### DOCUMENT EXTRACT
>>>>
Commonwealth Court of Pennsylvania
Oct 27, 1972
296 A.2d 290 (Pa. Cmmw. Ct. 1972)

Summary

In Sims v. American Can Co., 6 Pa. Commw. 423, 296 A.2d 290 (1972), we held that the loss of use for all practical intents and purposes of one-half of a finger is compensable under Section 306(c)(15) of the Act, 77 P. S. § 513(15).

Summary of this case from Armco Steel Corp. v. W.C.A.B. et al

Opinion

Argued October 6, 1972

October 27, 1972.

Workmen's Compensation — The Pennsylvania Workmen's Compensation Act, Act 1915, June 2, P. L. 736 — Liberal construction — Loss of use of finger.

1. The Pennsylvania Workmen's Compensation Act, Act 1915, June 2, P. L. 736, should be liberally construed. [424-5]

2. An employee may be awarded compensation under provisions of The Pennsylvania Workmen's Compensation Act, Act 1915, June 2, P. L. 736, for loss of the use of one-half a finger. [424-5]

Argued October 6, 1972, before Judges CRUMLISH, JR., WILKINSON, JR., and BLATT, sitting as a panel of three.

Appeal, No. 302 C.D. 1972, from the Order of the Court of Common Pleas of Bucks County, in case of Thomas H. Sims v. American Can Company, No. 1479 September Term, 1971.

Petition for benefits filed with the Workmen's Compensation Board. Claim denied. Claimant appealed to the Court of Common Pleas of Bucks County. Appeal sustained. WALSH, J. Employer appealed to the Commonwealth Court of Pennsylvania. Held: Affirmed.

Robert A. Detweiler, for appellant.

Roland J. Artigues, with him Galfand, Berger, Senesky, Lurie March, for appellee.


The question to be decided in this appeal is properly set forth in appellant's brief to be "May a claimant recover for the loss of use of one-half his finger under the Pennsylvania Workmen's Compensation Act?"

This question was answered in the affirmative by the Referee, in the negative by a divided Board, and in the affirmative by the court below. We answer it in the affirmative and, therefore, affirm the court below.

Able counsel for the appellant candidly states that if this court follows the decision of the Superior Court in Yaklich v. Union Collieries Co., 158 Pa. Super. 55, 43 A.2d 591 (1945), the lower court must be affirmed. If we were disposed to overrule that case, the appellant's argument would be the strongest basis. However, the interpretation of Section 306(c) of the Workmen's Compensation Act, Act of June 2, 1915, P. L. 736, Art. III, Sec. 306(c), as amended, 77 P. S. § 513, by the Superior Court in the Yaklich case in 1945 has never been changed by the Legislature.
<<<<
### CHALLENGES
**a)** In the court opinion on loss of use of a finger, which judges heard the argument on October 6, 1972?
**b)** Print the passage of the court opinion starting at "Appeal, No. 302" and ending at "September Term, 1971.".
**c)** Name every judge mentioned in the court opinion on loss of use of a finger.

### SUPPLIED ENTRIES
>>>>
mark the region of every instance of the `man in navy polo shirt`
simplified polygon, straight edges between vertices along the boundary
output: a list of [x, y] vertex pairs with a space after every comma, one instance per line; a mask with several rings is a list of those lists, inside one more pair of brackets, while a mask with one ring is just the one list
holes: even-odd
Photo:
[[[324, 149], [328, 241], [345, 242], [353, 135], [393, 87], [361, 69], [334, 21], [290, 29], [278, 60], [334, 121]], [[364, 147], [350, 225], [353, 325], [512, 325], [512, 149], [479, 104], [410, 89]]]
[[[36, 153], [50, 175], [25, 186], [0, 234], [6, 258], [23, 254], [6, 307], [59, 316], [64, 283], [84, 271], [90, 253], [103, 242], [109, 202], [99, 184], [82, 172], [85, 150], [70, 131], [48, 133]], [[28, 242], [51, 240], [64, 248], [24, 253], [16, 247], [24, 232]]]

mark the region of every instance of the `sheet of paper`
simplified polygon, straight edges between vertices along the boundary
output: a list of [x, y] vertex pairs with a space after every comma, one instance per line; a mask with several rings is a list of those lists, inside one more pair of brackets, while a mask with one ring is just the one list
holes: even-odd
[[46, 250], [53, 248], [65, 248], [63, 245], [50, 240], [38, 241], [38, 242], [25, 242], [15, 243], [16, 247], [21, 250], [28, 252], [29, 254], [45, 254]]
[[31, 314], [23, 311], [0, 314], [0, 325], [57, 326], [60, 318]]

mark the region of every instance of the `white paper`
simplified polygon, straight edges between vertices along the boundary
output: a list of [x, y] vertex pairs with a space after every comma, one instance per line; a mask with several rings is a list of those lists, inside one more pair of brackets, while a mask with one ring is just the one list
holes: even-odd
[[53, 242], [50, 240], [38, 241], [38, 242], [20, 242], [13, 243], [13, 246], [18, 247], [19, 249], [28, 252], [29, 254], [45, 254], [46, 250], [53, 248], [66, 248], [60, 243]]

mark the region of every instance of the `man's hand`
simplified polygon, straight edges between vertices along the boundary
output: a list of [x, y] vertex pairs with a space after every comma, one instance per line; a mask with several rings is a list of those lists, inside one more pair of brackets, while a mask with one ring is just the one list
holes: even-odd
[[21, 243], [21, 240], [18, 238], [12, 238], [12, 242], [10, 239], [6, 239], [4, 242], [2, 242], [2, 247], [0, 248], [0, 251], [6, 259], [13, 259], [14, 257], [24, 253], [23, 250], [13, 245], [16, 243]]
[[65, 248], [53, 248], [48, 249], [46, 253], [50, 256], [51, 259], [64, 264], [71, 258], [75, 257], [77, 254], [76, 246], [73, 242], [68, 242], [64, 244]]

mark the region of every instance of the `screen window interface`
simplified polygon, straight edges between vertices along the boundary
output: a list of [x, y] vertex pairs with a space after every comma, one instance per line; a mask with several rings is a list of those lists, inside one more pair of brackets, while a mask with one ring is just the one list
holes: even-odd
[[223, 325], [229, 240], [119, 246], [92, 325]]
<<<<
### SOLUTIONS PER TASK
**a)** Judges Crumlish, Jr., Wilkinson, Jr., and Blatt heard the argument.

**b)**
Appeal, No. 302 C.D. 1972, from the Order of the Court of Common Pleas of Bucks County, in case of Thomas H. Sims v. American Can Company, No. 1479 September Term, 1971.

**c)**
Crumlish, Jr.
Wilkinson, Jr.
Blatt
Walsh